■ EXERCISE DETAILS ■
Begin with the line where "[point] every instance of the green foliage background" appears. Set down that line and the rest of the records below it exactly as given.

+---+

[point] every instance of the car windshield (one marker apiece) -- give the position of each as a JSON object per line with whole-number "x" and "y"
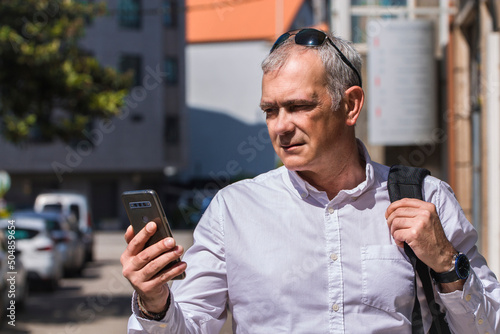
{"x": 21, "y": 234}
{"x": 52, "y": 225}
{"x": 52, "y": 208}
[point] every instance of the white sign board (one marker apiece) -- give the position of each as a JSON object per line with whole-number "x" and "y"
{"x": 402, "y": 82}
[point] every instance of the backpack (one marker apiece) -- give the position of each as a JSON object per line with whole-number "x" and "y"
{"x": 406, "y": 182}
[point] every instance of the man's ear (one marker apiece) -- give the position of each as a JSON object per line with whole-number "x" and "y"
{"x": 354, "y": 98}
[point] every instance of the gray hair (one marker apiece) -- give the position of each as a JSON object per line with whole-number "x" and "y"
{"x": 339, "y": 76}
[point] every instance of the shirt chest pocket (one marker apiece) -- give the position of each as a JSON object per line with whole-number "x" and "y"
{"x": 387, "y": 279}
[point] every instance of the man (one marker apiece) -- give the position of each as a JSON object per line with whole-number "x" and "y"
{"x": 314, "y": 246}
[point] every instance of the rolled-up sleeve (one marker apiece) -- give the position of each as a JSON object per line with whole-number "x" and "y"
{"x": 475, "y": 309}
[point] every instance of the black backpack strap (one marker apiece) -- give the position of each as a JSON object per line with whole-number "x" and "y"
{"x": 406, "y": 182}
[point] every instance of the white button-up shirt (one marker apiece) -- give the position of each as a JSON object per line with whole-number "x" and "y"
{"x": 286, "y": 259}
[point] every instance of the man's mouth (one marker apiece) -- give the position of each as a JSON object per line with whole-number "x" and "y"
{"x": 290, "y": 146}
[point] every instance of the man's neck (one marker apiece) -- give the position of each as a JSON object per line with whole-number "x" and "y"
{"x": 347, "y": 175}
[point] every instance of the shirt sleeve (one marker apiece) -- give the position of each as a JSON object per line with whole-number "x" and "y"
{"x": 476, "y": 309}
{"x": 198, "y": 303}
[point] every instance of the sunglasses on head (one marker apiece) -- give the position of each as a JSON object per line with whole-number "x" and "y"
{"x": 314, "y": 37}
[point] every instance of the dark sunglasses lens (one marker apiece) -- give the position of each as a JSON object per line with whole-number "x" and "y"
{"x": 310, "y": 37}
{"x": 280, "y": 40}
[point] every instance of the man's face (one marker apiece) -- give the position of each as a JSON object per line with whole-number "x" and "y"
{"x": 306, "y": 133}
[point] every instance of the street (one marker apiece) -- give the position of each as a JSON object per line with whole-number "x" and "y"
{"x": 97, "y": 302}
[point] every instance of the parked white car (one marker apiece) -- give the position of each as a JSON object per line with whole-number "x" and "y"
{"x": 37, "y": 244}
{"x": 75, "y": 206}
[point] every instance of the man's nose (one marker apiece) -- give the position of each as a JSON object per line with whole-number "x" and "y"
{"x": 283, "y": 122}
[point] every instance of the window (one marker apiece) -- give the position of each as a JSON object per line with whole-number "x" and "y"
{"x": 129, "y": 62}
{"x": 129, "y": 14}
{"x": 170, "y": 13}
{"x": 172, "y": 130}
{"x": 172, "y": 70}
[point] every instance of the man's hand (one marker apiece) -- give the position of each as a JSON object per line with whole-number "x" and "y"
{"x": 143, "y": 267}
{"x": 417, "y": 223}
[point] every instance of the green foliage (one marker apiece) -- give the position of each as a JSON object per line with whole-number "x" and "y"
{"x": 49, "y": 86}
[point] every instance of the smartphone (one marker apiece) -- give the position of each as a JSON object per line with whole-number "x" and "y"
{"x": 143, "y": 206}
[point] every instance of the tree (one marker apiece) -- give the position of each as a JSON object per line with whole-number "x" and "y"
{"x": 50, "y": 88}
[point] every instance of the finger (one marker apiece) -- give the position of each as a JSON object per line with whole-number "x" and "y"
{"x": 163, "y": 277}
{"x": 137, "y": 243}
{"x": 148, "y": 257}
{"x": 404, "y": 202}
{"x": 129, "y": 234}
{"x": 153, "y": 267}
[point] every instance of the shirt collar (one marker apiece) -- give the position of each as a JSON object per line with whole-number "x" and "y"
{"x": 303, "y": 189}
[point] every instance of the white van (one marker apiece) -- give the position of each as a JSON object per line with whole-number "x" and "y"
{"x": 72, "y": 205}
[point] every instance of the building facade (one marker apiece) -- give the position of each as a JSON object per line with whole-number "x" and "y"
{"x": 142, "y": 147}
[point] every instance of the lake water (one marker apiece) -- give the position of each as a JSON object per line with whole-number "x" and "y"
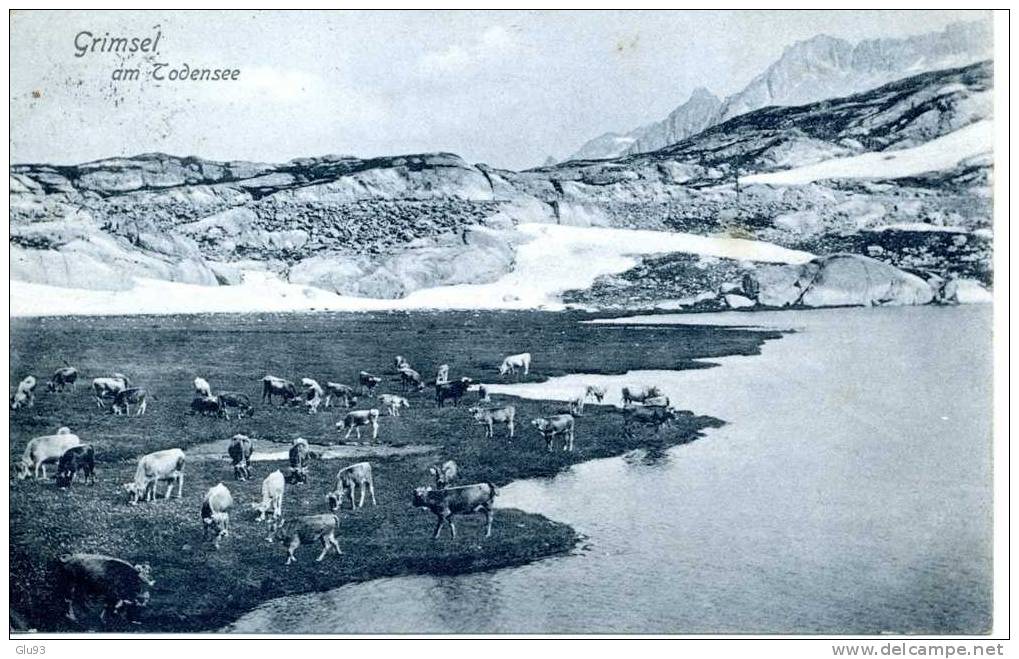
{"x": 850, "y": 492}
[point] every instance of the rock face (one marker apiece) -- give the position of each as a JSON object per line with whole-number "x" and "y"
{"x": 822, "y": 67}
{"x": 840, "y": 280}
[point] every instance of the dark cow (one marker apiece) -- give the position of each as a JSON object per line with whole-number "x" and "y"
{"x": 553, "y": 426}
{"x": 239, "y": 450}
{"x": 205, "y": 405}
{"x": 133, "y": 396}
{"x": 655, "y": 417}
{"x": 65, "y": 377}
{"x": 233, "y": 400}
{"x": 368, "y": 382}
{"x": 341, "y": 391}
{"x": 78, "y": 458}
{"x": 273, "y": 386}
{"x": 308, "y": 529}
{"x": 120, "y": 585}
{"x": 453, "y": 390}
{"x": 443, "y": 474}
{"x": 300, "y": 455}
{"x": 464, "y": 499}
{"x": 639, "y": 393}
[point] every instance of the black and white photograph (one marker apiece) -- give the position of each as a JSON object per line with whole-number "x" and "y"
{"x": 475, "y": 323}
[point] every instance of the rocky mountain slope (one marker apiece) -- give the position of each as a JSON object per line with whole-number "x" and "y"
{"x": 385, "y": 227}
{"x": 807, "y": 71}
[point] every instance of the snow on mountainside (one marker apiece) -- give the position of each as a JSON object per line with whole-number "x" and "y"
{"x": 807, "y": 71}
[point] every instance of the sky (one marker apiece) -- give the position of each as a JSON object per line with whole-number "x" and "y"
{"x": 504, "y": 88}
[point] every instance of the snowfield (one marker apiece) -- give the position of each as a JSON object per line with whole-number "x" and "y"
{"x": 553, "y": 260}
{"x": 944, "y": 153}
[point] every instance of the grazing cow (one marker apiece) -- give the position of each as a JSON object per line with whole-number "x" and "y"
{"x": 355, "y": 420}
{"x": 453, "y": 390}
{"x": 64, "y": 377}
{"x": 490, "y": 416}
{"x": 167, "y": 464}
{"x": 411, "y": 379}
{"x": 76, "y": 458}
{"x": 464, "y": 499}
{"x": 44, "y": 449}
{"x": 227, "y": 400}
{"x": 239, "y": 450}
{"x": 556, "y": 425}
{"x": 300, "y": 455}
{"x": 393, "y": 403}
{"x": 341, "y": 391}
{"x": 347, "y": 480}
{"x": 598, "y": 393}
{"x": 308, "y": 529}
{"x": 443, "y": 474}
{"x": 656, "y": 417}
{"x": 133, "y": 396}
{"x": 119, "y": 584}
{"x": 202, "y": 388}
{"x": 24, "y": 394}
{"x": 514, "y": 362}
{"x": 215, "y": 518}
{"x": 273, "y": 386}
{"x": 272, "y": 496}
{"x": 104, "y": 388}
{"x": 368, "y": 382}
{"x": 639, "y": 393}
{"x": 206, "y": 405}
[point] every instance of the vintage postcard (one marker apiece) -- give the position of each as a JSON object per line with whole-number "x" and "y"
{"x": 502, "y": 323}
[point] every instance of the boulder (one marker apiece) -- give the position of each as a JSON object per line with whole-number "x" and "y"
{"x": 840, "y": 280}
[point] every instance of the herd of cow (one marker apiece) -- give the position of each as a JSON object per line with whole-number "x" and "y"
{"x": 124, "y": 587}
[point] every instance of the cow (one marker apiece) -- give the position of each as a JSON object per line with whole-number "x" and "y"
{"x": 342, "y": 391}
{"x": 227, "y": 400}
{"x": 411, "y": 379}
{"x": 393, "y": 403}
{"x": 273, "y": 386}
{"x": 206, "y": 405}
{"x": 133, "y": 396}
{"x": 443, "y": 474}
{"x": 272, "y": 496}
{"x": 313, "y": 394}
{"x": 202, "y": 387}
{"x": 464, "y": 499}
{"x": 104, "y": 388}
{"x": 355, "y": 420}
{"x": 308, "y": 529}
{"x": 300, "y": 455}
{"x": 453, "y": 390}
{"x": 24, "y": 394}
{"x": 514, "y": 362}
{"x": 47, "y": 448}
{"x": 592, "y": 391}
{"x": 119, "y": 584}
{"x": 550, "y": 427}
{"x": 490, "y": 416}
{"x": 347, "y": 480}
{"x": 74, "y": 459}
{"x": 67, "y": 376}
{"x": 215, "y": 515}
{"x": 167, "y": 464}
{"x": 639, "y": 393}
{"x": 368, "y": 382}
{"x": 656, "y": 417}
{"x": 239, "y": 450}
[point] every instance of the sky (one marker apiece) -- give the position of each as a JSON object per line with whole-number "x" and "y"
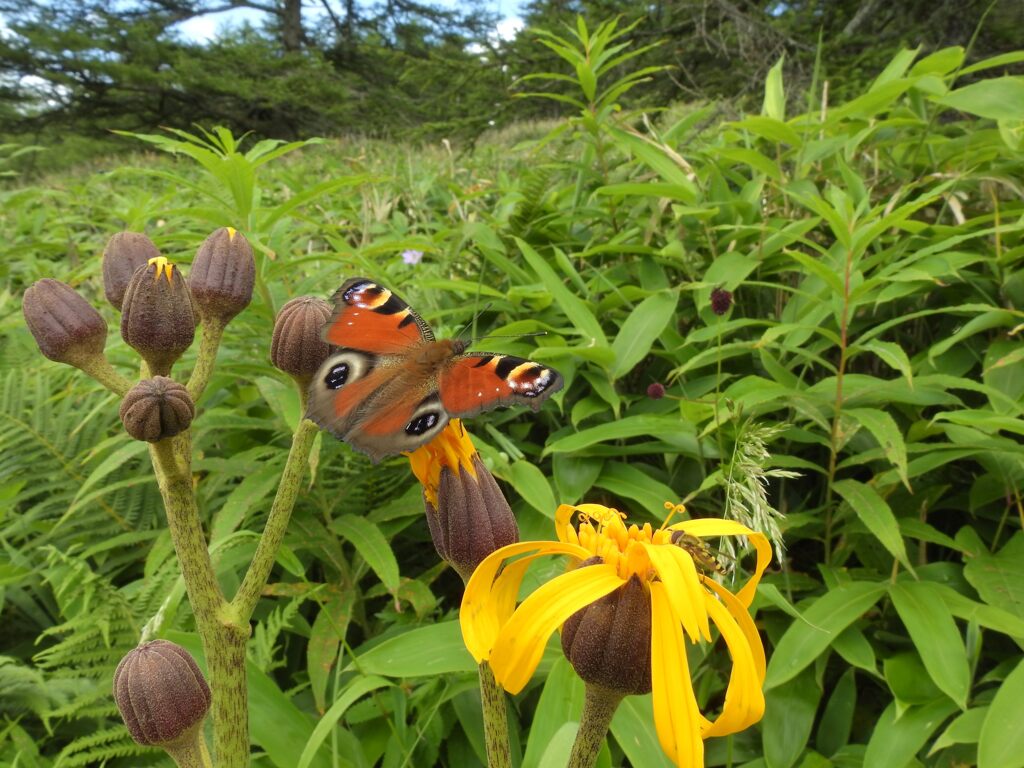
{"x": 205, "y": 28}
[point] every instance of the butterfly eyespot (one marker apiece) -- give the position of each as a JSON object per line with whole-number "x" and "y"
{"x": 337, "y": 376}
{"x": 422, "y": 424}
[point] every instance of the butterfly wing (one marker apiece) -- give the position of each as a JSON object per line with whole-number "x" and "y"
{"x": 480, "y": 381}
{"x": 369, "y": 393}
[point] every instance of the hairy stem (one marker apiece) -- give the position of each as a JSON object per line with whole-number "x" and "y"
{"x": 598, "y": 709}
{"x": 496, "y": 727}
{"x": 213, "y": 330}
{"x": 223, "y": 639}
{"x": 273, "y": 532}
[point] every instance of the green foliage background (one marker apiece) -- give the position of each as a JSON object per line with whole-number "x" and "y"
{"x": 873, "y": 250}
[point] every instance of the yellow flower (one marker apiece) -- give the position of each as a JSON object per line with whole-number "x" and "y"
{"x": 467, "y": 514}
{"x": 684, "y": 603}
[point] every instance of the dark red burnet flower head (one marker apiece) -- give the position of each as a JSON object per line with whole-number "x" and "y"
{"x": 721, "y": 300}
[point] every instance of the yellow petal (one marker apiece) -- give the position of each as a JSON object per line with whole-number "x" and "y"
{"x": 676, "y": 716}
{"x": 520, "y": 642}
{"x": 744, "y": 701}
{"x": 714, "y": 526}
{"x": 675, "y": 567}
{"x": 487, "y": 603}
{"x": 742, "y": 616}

+---+

■ RESPONSE TO THIS TASK ■
[point] every instance of the green foliage background (one marker apiece) -- give the position of each as a JSON object per line with whole-number "x" and "y"
{"x": 873, "y": 250}
[point] every instance of the yellow flower (one marker apiece) -- give the position of each as a JSON object per line with whole-number "x" and "y"
{"x": 467, "y": 514}
{"x": 684, "y": 603}
[point] every instance of the dark red burnet flower head (one marker apiece) -- give the position of each as a JSON object per line with whole-number "x" and "y"
{"x": 721, "y": 300}
[point] every instance of the yellow petal (one marker apiece) -- give the position of each as a JSON object per line with whole-number "x" and "y"
{"x": 676, "y": 716}
{"x": 520, "y": 642}
{"x": 744, "y": 701}
{"x": 714, "y": 526}
{"x": 675, "y": 567}
{"x": 487, "y": 603}
{"x": 742, "y": 616}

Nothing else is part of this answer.